SUPPLIED MATERIAL:
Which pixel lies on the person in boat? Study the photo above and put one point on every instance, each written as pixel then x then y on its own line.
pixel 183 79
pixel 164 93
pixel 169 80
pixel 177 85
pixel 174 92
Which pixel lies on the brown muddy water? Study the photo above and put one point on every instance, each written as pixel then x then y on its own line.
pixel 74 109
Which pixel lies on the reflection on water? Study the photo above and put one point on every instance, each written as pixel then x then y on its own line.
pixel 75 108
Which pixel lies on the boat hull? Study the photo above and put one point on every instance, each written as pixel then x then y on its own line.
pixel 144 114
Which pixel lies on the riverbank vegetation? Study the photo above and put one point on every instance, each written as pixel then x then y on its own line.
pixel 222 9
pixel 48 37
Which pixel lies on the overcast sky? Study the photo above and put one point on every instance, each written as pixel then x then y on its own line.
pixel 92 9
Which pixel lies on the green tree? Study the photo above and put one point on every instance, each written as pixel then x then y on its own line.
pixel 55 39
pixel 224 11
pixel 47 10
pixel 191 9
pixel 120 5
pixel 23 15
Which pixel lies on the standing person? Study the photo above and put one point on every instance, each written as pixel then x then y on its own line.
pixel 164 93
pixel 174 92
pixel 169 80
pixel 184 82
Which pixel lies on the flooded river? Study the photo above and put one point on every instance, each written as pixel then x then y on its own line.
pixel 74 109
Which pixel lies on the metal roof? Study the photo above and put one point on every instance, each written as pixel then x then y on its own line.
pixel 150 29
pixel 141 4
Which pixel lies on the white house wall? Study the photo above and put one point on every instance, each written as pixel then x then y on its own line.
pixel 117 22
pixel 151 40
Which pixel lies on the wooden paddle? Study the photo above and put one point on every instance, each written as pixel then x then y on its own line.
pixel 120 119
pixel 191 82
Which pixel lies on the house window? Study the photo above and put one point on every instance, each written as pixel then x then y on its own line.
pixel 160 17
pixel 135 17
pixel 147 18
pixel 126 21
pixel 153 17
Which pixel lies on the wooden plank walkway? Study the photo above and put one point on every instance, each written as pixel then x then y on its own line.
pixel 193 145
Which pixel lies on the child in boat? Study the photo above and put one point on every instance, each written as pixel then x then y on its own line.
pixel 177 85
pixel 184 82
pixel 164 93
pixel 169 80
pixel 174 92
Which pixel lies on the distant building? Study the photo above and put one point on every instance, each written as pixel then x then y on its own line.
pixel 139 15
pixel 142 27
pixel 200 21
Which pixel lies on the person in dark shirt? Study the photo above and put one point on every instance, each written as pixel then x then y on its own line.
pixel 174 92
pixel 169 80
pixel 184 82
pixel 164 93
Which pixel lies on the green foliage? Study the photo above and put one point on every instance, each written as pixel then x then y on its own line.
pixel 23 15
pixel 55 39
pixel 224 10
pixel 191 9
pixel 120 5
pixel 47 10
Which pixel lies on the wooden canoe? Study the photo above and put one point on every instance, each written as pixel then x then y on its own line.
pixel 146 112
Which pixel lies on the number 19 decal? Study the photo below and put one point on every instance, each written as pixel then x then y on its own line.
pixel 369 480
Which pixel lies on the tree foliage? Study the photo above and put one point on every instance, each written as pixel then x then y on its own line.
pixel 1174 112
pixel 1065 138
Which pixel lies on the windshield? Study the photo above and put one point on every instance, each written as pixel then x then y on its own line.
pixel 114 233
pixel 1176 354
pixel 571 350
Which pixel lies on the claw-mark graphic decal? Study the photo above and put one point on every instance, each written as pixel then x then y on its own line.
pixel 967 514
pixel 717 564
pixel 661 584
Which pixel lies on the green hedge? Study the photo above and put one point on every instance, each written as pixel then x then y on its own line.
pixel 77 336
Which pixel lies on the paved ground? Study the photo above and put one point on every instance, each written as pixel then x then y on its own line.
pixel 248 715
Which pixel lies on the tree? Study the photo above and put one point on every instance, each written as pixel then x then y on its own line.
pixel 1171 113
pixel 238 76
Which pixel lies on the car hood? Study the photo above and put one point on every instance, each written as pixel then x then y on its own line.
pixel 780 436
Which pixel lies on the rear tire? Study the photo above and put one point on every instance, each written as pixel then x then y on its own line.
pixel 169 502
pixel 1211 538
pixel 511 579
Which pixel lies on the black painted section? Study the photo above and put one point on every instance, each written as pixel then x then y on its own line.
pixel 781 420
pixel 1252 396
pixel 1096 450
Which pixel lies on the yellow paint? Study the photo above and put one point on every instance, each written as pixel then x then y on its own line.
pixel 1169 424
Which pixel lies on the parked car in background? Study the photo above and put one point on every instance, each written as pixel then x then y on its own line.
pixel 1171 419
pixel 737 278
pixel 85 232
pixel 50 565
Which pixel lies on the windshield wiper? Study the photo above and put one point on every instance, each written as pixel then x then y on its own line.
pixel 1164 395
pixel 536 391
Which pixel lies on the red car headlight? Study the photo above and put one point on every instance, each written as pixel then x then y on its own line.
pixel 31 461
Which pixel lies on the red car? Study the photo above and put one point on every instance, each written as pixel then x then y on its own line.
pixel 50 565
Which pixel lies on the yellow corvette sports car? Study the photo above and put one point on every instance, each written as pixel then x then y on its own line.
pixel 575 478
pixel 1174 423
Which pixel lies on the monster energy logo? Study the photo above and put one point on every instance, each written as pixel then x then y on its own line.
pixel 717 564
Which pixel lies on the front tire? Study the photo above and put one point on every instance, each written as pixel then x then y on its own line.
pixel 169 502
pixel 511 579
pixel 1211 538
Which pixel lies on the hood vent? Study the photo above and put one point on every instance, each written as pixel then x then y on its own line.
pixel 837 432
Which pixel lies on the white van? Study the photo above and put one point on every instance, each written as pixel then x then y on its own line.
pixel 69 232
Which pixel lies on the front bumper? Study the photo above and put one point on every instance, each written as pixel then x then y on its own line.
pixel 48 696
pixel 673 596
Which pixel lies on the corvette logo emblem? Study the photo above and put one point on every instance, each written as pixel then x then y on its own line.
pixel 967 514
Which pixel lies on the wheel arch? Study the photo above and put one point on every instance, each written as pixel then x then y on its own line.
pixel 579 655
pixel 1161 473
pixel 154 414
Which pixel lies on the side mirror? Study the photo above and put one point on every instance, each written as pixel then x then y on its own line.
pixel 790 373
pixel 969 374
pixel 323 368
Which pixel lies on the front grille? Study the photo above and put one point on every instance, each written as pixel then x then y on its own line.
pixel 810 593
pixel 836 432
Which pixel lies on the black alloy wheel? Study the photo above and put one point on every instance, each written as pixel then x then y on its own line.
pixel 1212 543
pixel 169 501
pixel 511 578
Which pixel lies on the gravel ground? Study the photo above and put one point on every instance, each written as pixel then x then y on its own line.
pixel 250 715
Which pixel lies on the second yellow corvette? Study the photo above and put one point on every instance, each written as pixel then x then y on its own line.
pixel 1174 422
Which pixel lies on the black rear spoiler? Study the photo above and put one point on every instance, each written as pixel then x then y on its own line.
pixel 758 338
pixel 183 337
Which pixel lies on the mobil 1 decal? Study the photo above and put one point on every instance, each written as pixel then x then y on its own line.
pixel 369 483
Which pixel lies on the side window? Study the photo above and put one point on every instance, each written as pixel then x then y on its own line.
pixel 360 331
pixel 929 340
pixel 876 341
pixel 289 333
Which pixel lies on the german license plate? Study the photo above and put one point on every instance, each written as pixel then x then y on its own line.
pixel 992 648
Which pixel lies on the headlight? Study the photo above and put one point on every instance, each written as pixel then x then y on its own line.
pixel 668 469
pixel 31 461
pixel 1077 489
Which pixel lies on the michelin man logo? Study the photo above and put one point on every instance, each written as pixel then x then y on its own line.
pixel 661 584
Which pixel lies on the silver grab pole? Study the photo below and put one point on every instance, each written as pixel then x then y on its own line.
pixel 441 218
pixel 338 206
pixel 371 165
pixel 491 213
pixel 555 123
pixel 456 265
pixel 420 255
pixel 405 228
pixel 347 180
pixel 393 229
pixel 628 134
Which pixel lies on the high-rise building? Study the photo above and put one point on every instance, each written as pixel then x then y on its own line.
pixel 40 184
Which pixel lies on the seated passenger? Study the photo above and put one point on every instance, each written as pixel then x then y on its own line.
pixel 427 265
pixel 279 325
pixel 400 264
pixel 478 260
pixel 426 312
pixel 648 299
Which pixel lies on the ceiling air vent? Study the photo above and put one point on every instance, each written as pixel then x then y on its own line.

TASK TO COMPLETE:
Exactly the lines from the one containing "Which pixel lies on the seated" to the last line of the entries above must be duplicated, with both of those lines included and nothing more.

RESPONSE TO THIS TASK:
Which pixel lies on the seated passenger? Study the photo above and put one point on every instance, each written as pixel then x then y on its own line.
pixel 427 265
pixel 279 325
pixel 400 264
pixel 478 260
pixel 426 312
pixel 648 299
Which pixel lies on the ceiling air vent? Study the photo above and put one point on every instance, each written as pixel then x then y on its own line.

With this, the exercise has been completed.